**Instructions to follow**
Return each line in the rows below that contains the string "white", treating uppercase and lowercase letters as distinct.

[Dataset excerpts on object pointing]
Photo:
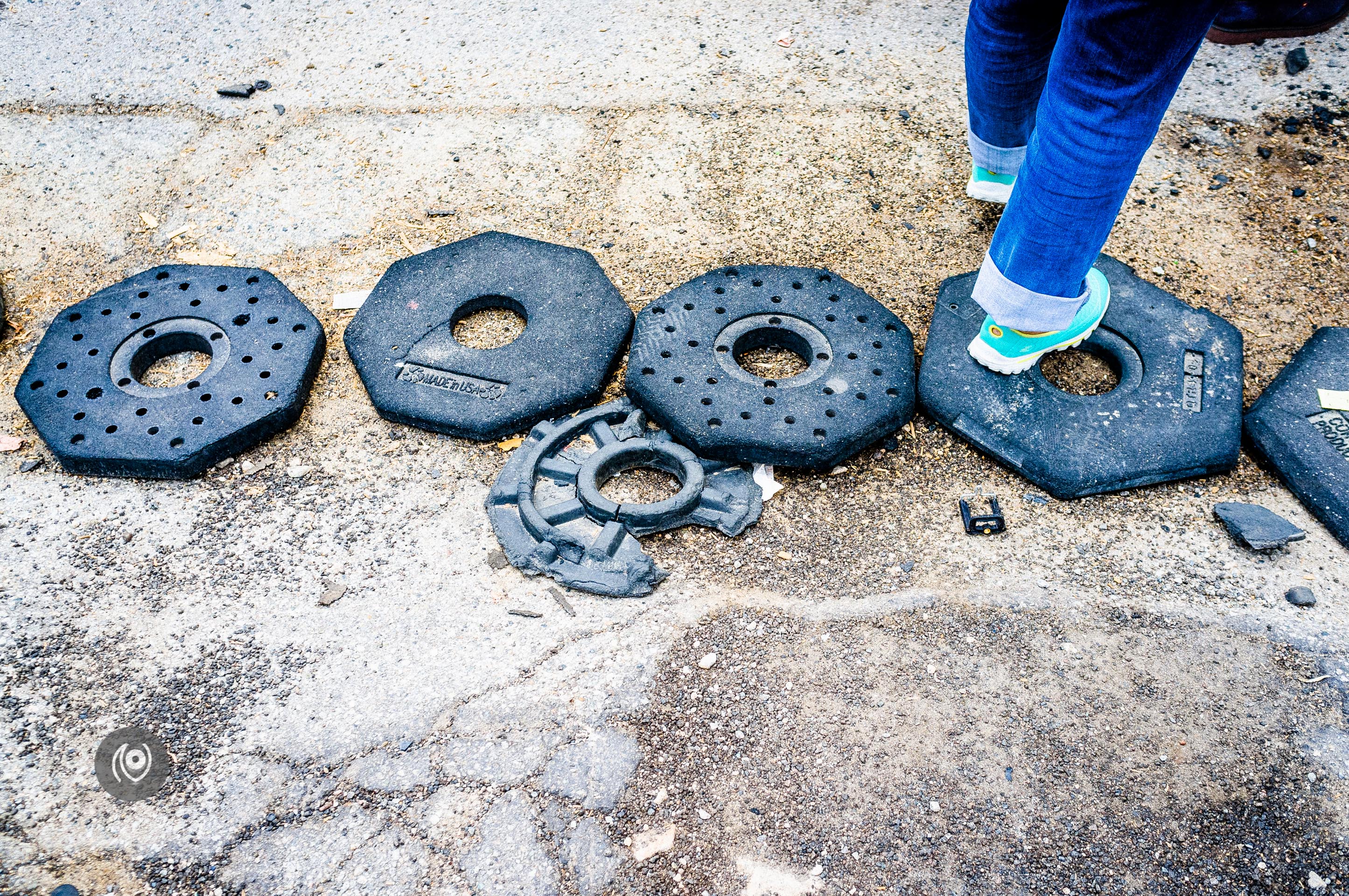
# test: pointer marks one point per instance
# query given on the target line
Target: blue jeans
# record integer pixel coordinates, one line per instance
(1066, 95)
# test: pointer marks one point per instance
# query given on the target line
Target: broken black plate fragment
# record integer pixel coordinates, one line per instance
(84, 389)
(1259, 528)
(1175, 413)
(686, 366)
(1306, 441)
(404, 346)
(551, 517)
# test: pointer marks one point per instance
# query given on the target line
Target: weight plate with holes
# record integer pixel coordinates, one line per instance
(856, 359)
(1301, 424)
(551, 517)
(85, 388)
(1175, 412)
(404, 346)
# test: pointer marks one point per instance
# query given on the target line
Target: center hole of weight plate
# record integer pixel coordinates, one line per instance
(1088, 370)
(641, 485)
(170, 359)
(490, 322)
(771, 353)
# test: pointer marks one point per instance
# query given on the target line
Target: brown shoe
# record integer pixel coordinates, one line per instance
(1248, 22)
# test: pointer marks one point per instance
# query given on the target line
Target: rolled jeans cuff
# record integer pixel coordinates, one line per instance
(996, 158)
(1016, 307)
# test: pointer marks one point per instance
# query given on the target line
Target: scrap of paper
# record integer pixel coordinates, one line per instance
(1333, 399)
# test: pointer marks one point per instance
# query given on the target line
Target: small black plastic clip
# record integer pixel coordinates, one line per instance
(985, 524)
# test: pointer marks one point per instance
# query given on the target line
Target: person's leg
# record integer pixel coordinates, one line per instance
(1008, 45)
(1111, 79)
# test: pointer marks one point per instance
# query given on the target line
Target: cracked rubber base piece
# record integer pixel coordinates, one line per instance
(551, 517)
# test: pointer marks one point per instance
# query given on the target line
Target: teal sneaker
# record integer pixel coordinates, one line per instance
(989, 187)
(1011, 351)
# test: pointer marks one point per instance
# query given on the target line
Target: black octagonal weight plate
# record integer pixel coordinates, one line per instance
(1175, 413)
(859, 386)
(83, 388)
(404, 346)
(1306, 441)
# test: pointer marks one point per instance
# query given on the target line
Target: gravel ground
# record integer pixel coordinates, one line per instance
(877, 671)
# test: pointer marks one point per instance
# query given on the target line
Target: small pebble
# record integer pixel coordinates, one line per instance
(1297, 60)
(1301, 597)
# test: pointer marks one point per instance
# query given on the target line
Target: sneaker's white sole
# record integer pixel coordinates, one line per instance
(988, 191)
(997, 362)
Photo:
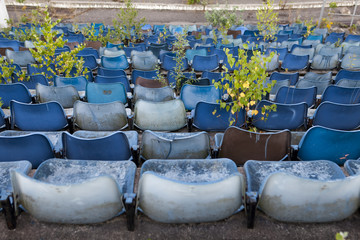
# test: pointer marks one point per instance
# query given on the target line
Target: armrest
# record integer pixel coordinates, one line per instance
(8, 209)
(252, 199)
(189, 122)
(129, 202)
(131, 121)
(135, 152)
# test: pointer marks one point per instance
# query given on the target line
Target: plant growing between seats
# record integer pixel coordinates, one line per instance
(44, 51)
(247, 84)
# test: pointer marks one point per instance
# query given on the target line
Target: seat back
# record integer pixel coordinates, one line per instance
(160, 116)
(105, 92)
(78, 82)
(65, 95)
(337, 116)
(286, 116)
(118, 62)
(100, 116)
(192, 94)
(15, 91)
(160, 145)
(289, 95)
(345, 95)
(34, 147)
(329, 144)
(211, 117)
(113, 147)
(241, 145)
(48, 116)
(293, 62)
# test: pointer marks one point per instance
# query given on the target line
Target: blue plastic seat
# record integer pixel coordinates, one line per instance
(329, 144)
(14, 91)
(286, 116)
(34, 147)
(344, 95)
(337, 116)
(295, 63)
(78, 82)
(32, 81)
(347, 74)
(287, 95)
(111, 72)
(211, 117)
(48, 116)
(114, 147)
(294, 77)
(118, 62)
(169, 63)
(192, 94)
(188, 189)
(106, 92)
(113, 79)
(205, 63)
(280, 51)
(36, 69)
(140, 73)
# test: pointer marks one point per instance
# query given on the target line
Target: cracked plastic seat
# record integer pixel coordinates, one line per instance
(160, 145)
(190, 191)
(241, 145)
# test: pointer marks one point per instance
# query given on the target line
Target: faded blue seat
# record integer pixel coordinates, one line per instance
(169, 63)
(111, 72)
(32, 81)
(295, 63)
(205, 63)
(160, 116)
(109, 116)
(289, 95)
(280, 51)
(190, 191)
(34, 147)
(329, 144)
(211, 117)
(104, 187)
(347, 74)
(118, 62)
(140, 73)
(286, 116)
(65, 95)
(33, 69)
(337, 116)
(161, 145)
(294, 77)
(48, 116)
(105, 92)
(114, 79)
(345, 95)
(14, 91)
(114, 147)
(299, 190)
(192, 94)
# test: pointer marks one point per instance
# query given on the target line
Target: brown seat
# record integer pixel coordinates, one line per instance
(151, 83)
(94, 44)
(241, 145)
(234, 33)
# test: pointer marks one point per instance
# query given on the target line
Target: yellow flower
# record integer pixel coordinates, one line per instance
(246, 84)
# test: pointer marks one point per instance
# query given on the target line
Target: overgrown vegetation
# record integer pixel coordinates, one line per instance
(267, 20)
(223, 19)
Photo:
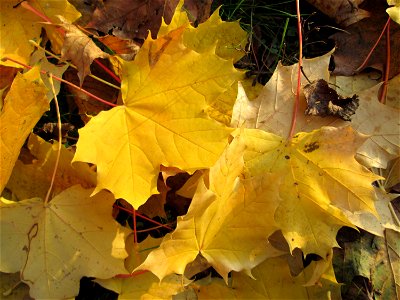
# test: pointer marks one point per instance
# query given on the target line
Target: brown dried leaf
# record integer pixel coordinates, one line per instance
(353, 46)
(324, 101)
(80, 49)
(344, 12)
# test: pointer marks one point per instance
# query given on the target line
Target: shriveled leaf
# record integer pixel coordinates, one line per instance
(344, 12)
(165, 90)
(320, 178)
(55, 245)
(227, 223)
(20, 113)
(33, 179)
(80, 49)
(39, 56)
(353, 45)
(273, 281)
(19, 25)
(271, 110)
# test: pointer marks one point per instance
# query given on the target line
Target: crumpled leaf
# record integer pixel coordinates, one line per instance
(55, 245)
(19, 25)
(320, 179)
(274, 106)
(80, 49)
(273, 281)
(145, 286)
(227, 223)
(20, 113)
(165, 90)
(344, 12)
(33, 179)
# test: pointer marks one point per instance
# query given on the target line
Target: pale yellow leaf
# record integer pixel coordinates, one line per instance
(55, 245)
(20, 113)
(228, 221)
(33, 179)
(320, 179)
(165, 91)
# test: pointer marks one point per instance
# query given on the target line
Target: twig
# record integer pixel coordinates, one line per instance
(297, 97)
(64, 81)
(46, 200)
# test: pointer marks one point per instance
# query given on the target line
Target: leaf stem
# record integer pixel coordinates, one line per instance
(297, 96)
(373, 47)
(47, 199)
(72, 65)
(382, 98)
(64, 81)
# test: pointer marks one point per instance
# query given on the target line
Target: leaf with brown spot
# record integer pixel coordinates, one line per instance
(80, 49)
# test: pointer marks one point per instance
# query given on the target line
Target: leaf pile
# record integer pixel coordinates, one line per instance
(184, 131)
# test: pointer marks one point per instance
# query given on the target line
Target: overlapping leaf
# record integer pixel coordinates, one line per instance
(19, 25)
(320, 178)
(274, 107)
(227, 223)
(53, 246)
(165, 91)
(20, 113)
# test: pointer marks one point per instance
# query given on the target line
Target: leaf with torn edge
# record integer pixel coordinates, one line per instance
(53, 246)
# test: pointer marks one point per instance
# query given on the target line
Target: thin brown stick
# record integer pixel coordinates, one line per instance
(297, 96)
(47, 199)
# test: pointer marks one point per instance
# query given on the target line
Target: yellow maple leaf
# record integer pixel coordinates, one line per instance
(30, 180)
(228, 38)
(273, 281)
(165, 91)
(320, 178)
(19, 25)
(274, 107)
(227, 223)
(20, 113)
(53, 246)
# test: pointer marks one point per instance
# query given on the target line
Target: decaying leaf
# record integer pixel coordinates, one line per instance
(53, 246)
(320, 179)
(324, 101)
(19, 25)
(33, 179)
(344, 12)
(272, 109)
(354, 44)
(20, 113)
(80, 49)
(165, 91)
(228, 222)
(273, 281)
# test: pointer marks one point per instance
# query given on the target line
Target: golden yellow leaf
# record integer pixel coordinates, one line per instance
(320, 179)
(227, 223)
(33, 179)
(272, 281)
(55, 245)
(165, 91)
(19, 25)
(20, 113)
(145, 286)
(273, 109)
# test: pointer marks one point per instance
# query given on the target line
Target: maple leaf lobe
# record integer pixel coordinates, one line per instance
(324, 101)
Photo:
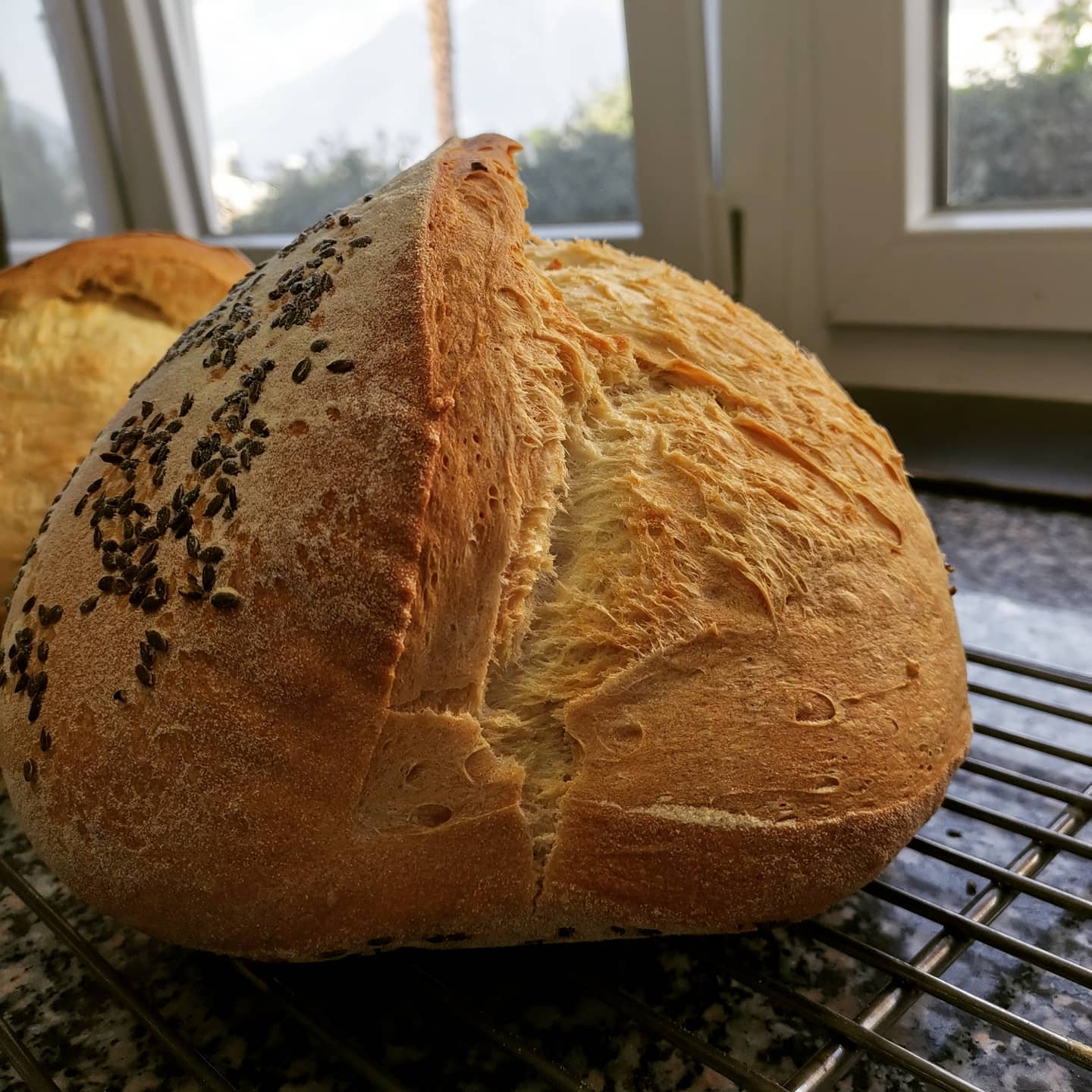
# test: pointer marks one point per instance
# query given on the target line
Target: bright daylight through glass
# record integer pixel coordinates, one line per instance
(1019, 102)
(296, 132)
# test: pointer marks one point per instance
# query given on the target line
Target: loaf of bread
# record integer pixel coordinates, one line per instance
(77, 328)
(447, 587)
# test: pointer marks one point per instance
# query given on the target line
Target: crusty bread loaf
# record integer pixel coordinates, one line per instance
(541, 592)
(79, 327)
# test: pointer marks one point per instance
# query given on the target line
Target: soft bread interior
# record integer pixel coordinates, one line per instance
(669, 526)
(64, 366)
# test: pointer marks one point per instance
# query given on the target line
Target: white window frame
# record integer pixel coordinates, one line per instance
(889, 255)
(136, 103)
(774, 126)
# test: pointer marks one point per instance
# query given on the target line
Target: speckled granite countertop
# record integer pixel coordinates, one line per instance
(1025, 588)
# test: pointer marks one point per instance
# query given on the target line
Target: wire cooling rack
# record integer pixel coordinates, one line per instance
(962, 961)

**Response for this exercise**
Target: sneaker's white sole
Target: white window frame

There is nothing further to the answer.